_SHORT EXERCISE_
In the records starting at the line that contains "frame. For every instance, give the bounding box." and ending at the line that contains "[0,0,450,260]", substitute "background" for "backdrop" and write out those lines again with nothing else altered.

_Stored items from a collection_
###

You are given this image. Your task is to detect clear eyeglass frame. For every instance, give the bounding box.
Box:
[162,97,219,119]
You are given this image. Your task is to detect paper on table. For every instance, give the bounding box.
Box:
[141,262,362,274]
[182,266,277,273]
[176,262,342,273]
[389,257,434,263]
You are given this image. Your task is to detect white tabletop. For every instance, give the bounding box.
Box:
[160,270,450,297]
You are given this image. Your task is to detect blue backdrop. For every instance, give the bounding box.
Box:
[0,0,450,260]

###

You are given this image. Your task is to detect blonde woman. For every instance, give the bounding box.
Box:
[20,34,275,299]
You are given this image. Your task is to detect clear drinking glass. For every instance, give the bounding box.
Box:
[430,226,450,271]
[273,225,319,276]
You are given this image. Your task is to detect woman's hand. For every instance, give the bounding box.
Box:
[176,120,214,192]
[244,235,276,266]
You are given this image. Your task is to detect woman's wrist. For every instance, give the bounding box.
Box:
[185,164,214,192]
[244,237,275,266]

###

_SOLUTION FOR THIS EXERCISE_
You are given this image. Your task is to detect clear eyeglass frame. For every instance, give the bounding box.
Box:
[162,97,219,119]
You are given this image. Your task is to detect paper on table. For every instance, give the bounding box.
Box:
[141,262,362,274]
[182,266,277,273]
[176,262,342,273]
[389,257,434,263]
You are given this image. Your task is to detect white tabletop. For every instance, give the bounding box.
Box:
[160,270,450,297]
You are given this image. Your task is to detect blue background. For every instance, give the bounding box.
Box:
[0,0,450,260]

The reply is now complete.